[Excerpts from a point labeling dataset]

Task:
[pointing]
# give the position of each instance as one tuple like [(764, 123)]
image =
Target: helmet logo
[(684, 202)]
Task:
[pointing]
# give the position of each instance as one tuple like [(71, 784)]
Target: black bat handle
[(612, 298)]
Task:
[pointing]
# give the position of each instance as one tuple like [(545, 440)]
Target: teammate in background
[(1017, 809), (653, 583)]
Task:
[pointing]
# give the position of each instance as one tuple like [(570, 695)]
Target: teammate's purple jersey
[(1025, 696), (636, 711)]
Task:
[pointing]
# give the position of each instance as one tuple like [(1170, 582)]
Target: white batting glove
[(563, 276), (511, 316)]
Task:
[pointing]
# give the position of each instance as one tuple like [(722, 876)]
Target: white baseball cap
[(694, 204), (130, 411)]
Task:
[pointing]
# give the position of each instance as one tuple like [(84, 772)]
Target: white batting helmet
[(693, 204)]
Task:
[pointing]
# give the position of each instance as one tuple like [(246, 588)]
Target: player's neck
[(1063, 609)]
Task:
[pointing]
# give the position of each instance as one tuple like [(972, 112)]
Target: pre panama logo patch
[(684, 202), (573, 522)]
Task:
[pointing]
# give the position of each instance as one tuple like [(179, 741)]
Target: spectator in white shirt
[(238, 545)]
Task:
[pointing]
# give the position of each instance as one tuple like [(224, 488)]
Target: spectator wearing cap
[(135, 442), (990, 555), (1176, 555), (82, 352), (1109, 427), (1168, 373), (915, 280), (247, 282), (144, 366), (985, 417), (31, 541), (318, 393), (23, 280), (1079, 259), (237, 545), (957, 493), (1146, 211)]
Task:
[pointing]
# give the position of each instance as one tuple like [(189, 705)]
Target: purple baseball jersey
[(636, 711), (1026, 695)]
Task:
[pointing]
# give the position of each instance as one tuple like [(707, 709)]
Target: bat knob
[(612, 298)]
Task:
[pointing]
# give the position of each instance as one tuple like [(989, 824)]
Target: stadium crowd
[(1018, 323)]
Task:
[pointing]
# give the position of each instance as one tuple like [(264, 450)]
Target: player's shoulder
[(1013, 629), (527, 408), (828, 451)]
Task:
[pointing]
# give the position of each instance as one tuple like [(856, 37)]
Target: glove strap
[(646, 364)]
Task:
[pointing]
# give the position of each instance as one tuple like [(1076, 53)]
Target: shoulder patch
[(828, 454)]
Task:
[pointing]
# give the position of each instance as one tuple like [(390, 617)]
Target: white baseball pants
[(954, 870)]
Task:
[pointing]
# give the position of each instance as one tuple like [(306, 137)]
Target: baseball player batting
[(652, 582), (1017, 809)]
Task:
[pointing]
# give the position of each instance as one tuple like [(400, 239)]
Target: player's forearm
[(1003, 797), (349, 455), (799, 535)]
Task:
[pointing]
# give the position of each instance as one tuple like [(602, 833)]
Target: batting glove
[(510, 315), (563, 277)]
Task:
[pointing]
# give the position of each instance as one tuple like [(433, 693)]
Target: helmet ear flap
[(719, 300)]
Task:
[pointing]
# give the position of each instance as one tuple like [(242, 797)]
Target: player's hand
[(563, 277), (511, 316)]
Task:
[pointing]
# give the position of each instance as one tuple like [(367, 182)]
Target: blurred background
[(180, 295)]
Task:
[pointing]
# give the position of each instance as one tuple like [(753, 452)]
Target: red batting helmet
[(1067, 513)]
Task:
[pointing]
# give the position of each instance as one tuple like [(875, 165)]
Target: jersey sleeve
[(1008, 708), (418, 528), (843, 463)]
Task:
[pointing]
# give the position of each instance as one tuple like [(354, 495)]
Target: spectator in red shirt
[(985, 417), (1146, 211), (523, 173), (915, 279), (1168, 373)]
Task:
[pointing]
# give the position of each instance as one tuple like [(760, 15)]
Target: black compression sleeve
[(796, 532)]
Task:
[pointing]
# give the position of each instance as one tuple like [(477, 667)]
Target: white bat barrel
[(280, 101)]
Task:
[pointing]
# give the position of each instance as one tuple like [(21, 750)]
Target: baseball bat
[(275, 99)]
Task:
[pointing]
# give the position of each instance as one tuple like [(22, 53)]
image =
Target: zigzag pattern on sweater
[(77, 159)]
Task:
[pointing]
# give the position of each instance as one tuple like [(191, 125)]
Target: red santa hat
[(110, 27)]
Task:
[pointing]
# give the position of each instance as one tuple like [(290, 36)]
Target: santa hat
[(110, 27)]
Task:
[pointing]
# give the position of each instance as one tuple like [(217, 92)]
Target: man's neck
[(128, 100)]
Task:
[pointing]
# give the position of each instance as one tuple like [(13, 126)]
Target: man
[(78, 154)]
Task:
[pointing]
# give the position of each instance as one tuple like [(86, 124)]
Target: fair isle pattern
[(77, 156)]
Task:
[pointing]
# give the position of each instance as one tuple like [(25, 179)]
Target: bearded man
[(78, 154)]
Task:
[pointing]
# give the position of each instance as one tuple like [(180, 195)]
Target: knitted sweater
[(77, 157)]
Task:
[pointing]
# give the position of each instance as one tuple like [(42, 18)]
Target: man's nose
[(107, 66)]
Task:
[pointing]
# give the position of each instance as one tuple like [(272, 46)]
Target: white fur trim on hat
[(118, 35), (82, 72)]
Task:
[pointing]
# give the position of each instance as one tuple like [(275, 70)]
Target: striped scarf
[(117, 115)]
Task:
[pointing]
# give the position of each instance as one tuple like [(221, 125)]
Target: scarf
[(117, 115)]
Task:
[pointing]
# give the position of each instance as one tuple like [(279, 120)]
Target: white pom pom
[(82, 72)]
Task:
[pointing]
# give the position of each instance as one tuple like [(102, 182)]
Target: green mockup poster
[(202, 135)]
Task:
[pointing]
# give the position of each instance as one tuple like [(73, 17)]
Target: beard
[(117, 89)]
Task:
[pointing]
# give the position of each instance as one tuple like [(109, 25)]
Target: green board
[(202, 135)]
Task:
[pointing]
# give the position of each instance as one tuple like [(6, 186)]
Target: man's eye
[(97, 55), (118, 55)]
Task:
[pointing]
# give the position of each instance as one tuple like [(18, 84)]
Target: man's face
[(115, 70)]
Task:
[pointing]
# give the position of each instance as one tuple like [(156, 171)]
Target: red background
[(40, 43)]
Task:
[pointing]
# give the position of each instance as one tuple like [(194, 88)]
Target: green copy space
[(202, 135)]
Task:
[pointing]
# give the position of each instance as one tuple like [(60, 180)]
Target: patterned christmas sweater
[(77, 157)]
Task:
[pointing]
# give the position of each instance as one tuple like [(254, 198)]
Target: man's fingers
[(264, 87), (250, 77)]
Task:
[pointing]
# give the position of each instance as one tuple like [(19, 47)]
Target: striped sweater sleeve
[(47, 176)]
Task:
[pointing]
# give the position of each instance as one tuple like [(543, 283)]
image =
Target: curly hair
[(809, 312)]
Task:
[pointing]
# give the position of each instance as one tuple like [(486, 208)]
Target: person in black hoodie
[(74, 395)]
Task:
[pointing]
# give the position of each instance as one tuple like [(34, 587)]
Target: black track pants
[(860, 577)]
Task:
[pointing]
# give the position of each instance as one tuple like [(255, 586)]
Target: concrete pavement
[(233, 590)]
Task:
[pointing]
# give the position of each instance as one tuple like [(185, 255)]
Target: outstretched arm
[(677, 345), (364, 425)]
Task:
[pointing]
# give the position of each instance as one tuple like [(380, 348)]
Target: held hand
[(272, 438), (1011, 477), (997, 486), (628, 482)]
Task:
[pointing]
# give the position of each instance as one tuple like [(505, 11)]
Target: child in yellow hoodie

WHAT TO PRODUCE: Please collect every line of the material above that contains the string "glove". Letter case counts.

EXERCISE RESPONSE:
Target: white batting glove
Target: glove strap
Target: batting glove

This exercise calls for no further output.